▶ The tasks
- A) Using the cryptocurrency thread, decide whether each statement agrees with it: (i) the dollar index fell from 103.3 to 96.6 starting January 1st; (ii) the poster put $500 into Bitcoin; (iii) the reply suggests binary options on the NADEX. Answer yes or no for each and quote the deciding words.
- B) Pick up the cryptocurrency thread after its final sentence and continue writing it.

▶ Passage given
Bitcoin is up 8% today. It was up to $2920 but since dropped to $2820. It's had $2 billion worth of activity in the last 24 hours. Lately Bitcoin and Ethereum have about a billion dollars worth of activity per day. Since January 1st the dollar index has dropped from 103.3 to 96.6. That's 6.5% in 5 months. It's dropping at an annualized rate of 15%. I think the more the dollar drops the more money will go into cryptocurrencies. If you're an upper middle class person in Argentina and you're holding dollars, what would you do if you see the dollar dropping and Bitcoin going up? At some point you'll have to dump your dollars for Bitcoin or maybe a number of different cryptocurrencies.


----------



## Pessimistic2

BillS said:


> I registered with coinbase.com about 2 weeks ago but their system wasn't working right so I wasn't able to register any credit card. Then a week ago last Sunday I was able to. I thought about buying Ripple but Ripple has 38 billion currency units so it's hard to imagine it rising much beyond the 33 cents where it was at. I thought of buying Bitcoin but decided that Bitcoin was like gold and Ethereum was like silver. So I bought $500 worth of Ethereum. Now it's worth $772 in just 10 days. I watch it carefully because I want to be able to get out with a profit if it starts to drop. Bitcoin is up 8% today. It was up to $2920 but since dropped to $2820. It's had $2 billion worth of activity in the last 24 hours. Lately Bitcoin and Ethereum have about a billion dollars worth of activity per day. Since January 1st the dollar index has dropped from 103.3 to 96.6. That's 6.5% in 5 months. It's dropping at an annualized rate of 15%. I think the more the dollar drops the more money will go into cryptocurrencies. If you're an upper middle class person in Argentina and you're holding dollars, what would you do if you see the dollar dropping and Bitcoin going up? At some point you'll have to dump your dollars for Bitcoin or maybe a number of different cryptocurrencies.


If you're into "speculation," you might want to check out "binary options," on the NADEX. Just beware of scammer brokers....lot of that going on!!

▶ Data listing
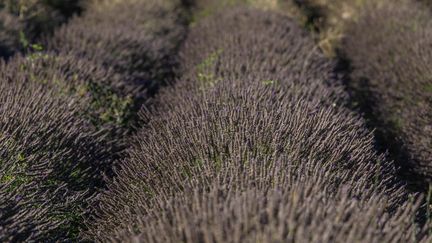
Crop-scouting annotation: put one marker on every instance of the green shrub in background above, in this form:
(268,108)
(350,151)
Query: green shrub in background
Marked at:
(22,22)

▶ Expected responses
- A)
(i) Yes: "Since January 1st the dollar index has dropped from 103.3 to 96.6."
(ii) No: "So I bought $500 worth of Ethereum."
(iii) Yes: "you might want to check out "binary options," on the NADEX."

- B)
https://www.nadex.com/binary-option...FcHyw&ef_id=WTbezAAAAODjDj6L:20170606165644:s

Like all market ventures....don't invest more than you can afford to lose!! Personally, I like speculating in the IPO market. Still a crap shoot, though!


----------



## Jim1590

bkt said:


> I've been mining litecoins with hardware at home for a few years and have a few ounces of gold to show for my effort. ProvidentMetals.com, JMBullion.com and probably other purveyors of PMs accept cryptocurrencies. For places that only accept bitcoin, there's always Bitcoin Exchange (btc-e.com) where you can trade other coins for BTC.
> 
> As for blockchain technology, it's a very interesting disruptive technology precisely because it removes middlemen from conventional transactions, it's secure and it isn't manipulable by governments.


I have wanted to get into mining but I do not have a whole lot to put into it. Essentially looking for something that will put some cash aside without breaking the bank on electricty use.

Whats a good way to get started without paying out hundreds in specialized equipment for the mining?


----------



## Magus

You can keep your "BEAST BUCKS" If its not in my hand, it's not money.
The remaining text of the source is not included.